:: TEKS BACAAN ::

Polemik pemugaran makam almarhum Uje menemukan momentum baru dari sisi aturan pengelolaan pemakaman dengan munculnya penegasan Kepala Dinas Pertamanan dan Pemakaman DKI Jakarta, Yonathan Pasodung, bahwa pemugaran makam sang ustazd “gaul” itu telah melanggar peraturan daerah.
Dengan penegasan Yonathan itu, polemik pemugaran makam, yang sebelumnya menjadi ranah pertentangan antara Pipiek Dian Irawati, janda sang ustazd, dengan Umi Tatum-Aswan Faisal, ibu dan kakaknya, melebar tata cara yang diatur oleh pemerintah daerah.
Sebelum munculnya sisi aturan, seperti yang diungkapkan Yonathan sebagai pejabat yang berwenang atas pengelolaan makam, Pipiek sudah mengingatkan keluarga besar Uje agar pemugaran makam tidak mengesankan kemewahan dan hendaknya disesuai dengan makam-makam yang di pekuburan umum Karet Tengsin itu.
Keluarga besar Uje, yang diwakili oleh sang ibu dan kakaknya, Umi Tatum dan Aswan Faisal, yang inisiator pemugaran, malah menyerang Pipiek sebagai provokator karena dianggapnya menghasut orang untuk menentang rencana mereka.
Aswan Faisal malah sempat menyebut Pipiek, secara berulang-ulang sebagai mantan sitri Uje. Pipiek sendiri tidak mau menanggapi komentar sang abang dan mengambil sikap diam. Dalam pemugaran makam pun Pipiek tidak diikutsertakan.
Beberapa ustazd “seleb” yang selama ini dekat dengan Uje malah ikut-ikutan membetulkan kritikan Pipiek dengan menyebelah ke Aswan, yang juga berpredikat sebagai ustazd itu.
Yonathan, sebagai pejabat yang bertanggungjawab terhadap pengelolaan dan pengawasan makam di Jakarta mengatakan, “polemik tentang pemugaran makam Uje harus dikembalikan kepada peraturan.. Masalah pemakaman diatur dalam Perda No 3 Tahun 2007, tentang standarisasi makam.
Makam yang baik adalah makam yang tingginya tidak boleh melebihi 10 sentimeter, dan hanya ada plakat nisan di makam almarhum. Bukan seperti yang yang ada di makam Uje saat ini.
“Nah, makam yang ada di TPU Pemprov DKI Jakarta itu, standarnya dua meter kali satu meter, tingginya dari tanah 10 cm. Kemudian, di bagian kepala makam itu ada plakat nisan. Itu standarnya,” jelas dia
Sebagai Kepala Dinas Pertamanan dan Pemakaman DKI Jakarta, dia berharap makam Uje di Jakarta termasuk Uje bisa sesuai standar yang berlaku.
“Sehingga makam itu tidak hanya sekadar tempat memakamkan jenazah, bisa juga jadi ruang terbuka hijau, dan resapan air. Makanya dulu namanya pemakaman, sekarang namanya taman pemakaman umum. Kita buatlah standar seperti itu,” tutup Yonathan.

:::
:: DAFTAR BARIS ::

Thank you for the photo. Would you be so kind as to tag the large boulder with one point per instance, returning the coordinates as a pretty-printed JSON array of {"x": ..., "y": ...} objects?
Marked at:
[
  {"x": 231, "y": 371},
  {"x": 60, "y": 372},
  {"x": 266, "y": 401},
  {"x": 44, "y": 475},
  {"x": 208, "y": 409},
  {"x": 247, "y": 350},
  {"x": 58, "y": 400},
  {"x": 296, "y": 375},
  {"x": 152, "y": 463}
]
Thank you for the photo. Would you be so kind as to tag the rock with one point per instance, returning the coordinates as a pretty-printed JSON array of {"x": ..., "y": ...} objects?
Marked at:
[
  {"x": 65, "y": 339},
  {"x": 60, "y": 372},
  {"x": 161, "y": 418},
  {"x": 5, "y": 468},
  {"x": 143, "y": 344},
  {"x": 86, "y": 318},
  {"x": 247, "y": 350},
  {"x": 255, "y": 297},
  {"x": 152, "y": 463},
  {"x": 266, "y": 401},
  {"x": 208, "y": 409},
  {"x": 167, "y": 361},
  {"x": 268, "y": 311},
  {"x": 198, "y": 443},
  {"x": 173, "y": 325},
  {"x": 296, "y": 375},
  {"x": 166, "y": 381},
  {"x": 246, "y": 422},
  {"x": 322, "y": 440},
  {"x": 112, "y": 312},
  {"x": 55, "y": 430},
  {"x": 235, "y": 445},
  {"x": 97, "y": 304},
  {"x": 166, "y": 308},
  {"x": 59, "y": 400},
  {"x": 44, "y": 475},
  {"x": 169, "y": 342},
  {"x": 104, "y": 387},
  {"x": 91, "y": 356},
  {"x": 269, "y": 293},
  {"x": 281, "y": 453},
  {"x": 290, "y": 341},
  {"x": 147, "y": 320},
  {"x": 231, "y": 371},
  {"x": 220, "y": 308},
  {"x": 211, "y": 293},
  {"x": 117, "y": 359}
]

:::

_SOAL_. Tolong salin persis bagian teks bacaan di atas, mulai dari kata-kata yang memuat "Dengan penegasan Yonathan" dan berhenti setelah "menentang rencana mereka.".

_JAWABAN_.
Dengan penegasan Yonathan itu, polemik pemugaran makam, yang sebelumnya menjadi ranah pertentangan antara Pipiek Dian Irawati, janda sang ustazd, dengan Umi Tatum-Aswan Faisal, ibu dan kakaknya, melebar tata cara yang diatur oleh pemerintah daerah.
Sebelum munculnya sisi aturan, seperti yang diungkapkan Yonathan sebagai pejabat yang berwenang atas pengelolaan makam, Pipiek sudah mengingatkan keluarga besar Uje agar pemugaran makam tidak mengesankan kemewahan dan hendaknya disesuai dengan makam-makam yang di pekuburan umum Karet Tengsin itu.
Keluarga besar Uje, yang diwakili oleh sang ibu dan kakaknya, Umi Tatum dan Aswan Faisal, yang inisiator pemugaran, malah menyerang Pipiek sebagai provokator karena dianggapnya menghasut orang untuk menentang rencana mereka.